***** Data excerpts *****
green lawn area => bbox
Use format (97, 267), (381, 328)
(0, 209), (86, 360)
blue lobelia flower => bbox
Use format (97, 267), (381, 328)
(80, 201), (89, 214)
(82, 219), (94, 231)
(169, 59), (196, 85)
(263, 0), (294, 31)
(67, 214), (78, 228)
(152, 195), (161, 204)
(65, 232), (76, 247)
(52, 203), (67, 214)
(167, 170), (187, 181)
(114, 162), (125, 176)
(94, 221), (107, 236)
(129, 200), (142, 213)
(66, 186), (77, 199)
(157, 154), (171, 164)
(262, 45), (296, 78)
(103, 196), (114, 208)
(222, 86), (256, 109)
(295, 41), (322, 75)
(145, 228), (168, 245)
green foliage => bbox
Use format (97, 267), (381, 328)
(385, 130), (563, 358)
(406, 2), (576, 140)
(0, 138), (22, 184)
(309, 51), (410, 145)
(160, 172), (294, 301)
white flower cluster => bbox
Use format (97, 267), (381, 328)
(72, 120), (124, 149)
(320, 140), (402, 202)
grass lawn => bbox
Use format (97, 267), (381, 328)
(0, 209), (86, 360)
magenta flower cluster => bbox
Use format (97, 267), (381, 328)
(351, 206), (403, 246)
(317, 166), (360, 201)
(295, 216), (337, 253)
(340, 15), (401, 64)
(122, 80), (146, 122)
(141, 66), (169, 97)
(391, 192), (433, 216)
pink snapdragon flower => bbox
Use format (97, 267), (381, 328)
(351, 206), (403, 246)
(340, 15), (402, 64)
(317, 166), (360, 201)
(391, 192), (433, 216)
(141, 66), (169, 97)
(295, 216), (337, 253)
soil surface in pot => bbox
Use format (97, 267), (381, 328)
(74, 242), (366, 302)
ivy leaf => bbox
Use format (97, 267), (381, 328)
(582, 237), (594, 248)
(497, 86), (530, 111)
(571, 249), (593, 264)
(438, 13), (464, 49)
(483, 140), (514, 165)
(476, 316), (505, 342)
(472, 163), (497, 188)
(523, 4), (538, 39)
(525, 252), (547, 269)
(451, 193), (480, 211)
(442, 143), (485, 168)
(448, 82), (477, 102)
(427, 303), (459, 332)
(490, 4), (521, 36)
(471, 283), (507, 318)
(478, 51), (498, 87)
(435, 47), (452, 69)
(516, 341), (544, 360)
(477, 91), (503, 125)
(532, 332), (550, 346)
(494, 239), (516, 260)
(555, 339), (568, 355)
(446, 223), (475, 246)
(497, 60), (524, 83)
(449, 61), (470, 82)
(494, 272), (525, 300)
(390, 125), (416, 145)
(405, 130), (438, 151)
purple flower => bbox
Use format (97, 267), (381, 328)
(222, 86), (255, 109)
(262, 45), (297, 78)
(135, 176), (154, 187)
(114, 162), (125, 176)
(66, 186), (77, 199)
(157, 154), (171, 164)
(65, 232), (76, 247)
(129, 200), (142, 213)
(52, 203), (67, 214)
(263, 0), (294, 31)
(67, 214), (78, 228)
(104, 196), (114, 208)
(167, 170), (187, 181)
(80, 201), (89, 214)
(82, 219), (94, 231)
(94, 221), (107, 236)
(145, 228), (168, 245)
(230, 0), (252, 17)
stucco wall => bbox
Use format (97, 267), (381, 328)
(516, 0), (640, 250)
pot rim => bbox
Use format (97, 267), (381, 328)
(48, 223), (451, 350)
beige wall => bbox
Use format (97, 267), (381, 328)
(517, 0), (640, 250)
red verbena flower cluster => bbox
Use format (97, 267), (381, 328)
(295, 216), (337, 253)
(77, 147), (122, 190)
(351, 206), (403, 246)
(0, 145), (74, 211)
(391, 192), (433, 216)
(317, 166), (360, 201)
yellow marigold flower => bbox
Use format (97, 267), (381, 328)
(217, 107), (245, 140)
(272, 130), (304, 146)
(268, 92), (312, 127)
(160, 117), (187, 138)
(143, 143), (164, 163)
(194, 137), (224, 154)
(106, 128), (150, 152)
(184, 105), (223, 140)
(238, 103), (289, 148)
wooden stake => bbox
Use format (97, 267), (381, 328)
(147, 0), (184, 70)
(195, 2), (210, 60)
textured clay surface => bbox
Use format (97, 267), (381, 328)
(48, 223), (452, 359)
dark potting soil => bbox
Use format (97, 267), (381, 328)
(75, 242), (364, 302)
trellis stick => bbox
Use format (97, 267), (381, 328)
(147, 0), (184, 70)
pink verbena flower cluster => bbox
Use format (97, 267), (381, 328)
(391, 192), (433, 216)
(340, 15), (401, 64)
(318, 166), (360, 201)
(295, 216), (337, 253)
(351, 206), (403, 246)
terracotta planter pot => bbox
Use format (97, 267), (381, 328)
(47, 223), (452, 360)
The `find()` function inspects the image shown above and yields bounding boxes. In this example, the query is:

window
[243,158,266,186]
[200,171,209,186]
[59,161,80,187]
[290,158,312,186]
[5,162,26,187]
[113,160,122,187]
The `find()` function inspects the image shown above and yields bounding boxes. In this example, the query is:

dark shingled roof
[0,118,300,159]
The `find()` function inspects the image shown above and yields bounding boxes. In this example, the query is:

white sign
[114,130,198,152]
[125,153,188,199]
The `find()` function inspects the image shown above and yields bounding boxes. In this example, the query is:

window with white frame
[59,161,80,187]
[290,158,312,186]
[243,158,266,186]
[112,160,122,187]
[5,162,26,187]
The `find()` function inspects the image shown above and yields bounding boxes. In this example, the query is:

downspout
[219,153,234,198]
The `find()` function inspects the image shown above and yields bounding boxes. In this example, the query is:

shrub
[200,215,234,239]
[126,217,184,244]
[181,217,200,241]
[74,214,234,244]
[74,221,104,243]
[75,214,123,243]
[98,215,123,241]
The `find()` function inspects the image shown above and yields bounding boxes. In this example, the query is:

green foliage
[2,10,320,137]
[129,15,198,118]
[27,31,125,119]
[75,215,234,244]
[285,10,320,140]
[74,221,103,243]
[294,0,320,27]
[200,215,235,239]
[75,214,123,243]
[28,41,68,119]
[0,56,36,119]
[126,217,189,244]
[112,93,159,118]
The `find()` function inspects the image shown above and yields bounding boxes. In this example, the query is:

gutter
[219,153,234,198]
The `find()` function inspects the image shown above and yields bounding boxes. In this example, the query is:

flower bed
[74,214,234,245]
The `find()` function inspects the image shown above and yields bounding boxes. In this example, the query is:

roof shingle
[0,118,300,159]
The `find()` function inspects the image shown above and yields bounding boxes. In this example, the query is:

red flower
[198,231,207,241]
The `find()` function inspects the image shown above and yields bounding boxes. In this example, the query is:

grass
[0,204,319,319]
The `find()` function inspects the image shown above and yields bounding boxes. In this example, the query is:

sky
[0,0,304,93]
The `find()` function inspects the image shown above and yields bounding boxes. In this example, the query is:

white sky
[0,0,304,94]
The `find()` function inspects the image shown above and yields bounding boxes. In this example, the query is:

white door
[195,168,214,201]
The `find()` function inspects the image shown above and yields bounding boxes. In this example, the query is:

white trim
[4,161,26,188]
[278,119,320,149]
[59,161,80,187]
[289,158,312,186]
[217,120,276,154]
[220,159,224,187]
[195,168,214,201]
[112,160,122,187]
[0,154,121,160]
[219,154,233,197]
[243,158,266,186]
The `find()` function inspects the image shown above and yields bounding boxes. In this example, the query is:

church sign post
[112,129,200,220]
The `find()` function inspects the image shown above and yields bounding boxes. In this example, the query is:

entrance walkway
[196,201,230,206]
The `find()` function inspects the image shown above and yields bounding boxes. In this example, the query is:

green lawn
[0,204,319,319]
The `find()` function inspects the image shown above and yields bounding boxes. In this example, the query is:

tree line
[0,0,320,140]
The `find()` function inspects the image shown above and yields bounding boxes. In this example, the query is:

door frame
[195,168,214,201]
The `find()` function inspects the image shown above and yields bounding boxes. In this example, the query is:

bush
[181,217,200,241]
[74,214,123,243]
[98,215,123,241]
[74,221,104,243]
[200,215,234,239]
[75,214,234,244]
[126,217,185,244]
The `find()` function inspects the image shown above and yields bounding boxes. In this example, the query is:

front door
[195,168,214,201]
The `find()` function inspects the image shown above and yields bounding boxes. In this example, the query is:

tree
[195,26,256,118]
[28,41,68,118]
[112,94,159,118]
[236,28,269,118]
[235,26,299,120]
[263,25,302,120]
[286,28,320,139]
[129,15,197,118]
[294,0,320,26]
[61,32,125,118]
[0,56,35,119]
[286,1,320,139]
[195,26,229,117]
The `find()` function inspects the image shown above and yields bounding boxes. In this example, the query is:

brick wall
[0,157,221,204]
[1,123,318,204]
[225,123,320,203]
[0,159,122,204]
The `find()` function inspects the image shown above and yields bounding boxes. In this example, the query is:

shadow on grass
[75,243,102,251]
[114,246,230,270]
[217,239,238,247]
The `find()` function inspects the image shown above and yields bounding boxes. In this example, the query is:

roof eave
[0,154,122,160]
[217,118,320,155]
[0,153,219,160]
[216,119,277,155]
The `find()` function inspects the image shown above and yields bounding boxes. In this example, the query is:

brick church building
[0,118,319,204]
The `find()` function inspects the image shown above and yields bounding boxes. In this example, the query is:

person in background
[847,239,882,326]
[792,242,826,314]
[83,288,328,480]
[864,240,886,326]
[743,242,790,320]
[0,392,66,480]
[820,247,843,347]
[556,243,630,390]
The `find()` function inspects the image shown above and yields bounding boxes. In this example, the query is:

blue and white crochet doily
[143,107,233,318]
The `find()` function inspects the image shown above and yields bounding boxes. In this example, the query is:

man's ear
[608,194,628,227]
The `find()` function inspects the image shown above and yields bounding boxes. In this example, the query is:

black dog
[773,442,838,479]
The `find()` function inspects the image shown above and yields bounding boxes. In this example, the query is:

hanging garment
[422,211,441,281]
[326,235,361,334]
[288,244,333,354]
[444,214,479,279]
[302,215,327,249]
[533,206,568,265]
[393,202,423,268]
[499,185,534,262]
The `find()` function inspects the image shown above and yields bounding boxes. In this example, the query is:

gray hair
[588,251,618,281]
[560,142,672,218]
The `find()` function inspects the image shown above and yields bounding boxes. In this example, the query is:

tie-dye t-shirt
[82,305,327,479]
*****
Only the lines above starting at the one containing "purple flower => bbox" and ending at the one containing "yellow marigold flower => bbox", both included, are to be returned, exactly as they read.

● Result for this exercise
purple flower => bbox
Use format (97, 267), (381, 328)
(222, 86), (255, 109)
(262, 45), (297, 78)
(135, 176), (154, 187)
(114, 162), (125, 176)
(66, 186), (77, 199)
(157, 154), (171, 164)
(65, 232), (76, 247)
(129, 200), (142, 213)
(52, 203), (67, 214)
(263, 0), (294, 31)
(67, 214), (78, 228)
(104, 196), (114, 208)
(167, 170), (187, 181)
(80, 201), (89, 214)
(82, 219), (94, 231)
(94, 221), (107, 236)
(145, 228), (168, 245)
(230, 0), (252, 17)
stucco wall => bbox
Use format (97, 267), (381, 328)
(516, 0), (640, 250)
pot rim => bbox
Use format (97, 267), (381, 328)
(48, 223), (451, 350)
beige wall => bbox
Use format (97, 267), (381, 328)
(517, 0), (640, 250)
red verbena flower cluster => bbox
Use format (97, 267), (381, 328)
(295, 216), (337, 253)
(77, 147), (122, 190)
(351, 206), (403, 246)
(0, 145), (74, 211)
(391, 192), (433, 216)
(317, 166), (360, 201)
yellow marigold flower => bbox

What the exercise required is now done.